PROBLEM DETAILS.
Retype each of the items below word for word, with no changes.

**** RECORDS PROVIDED

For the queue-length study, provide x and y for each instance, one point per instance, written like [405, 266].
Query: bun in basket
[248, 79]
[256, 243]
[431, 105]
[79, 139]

********

ANSWER FOR THE TASK.
For the queue-length study, provide x and y for each instance, one point per instance, written like [405, 266].
Query: bun in basket
[248, 79]
[256, 243]
[431, 105]
[79, 139]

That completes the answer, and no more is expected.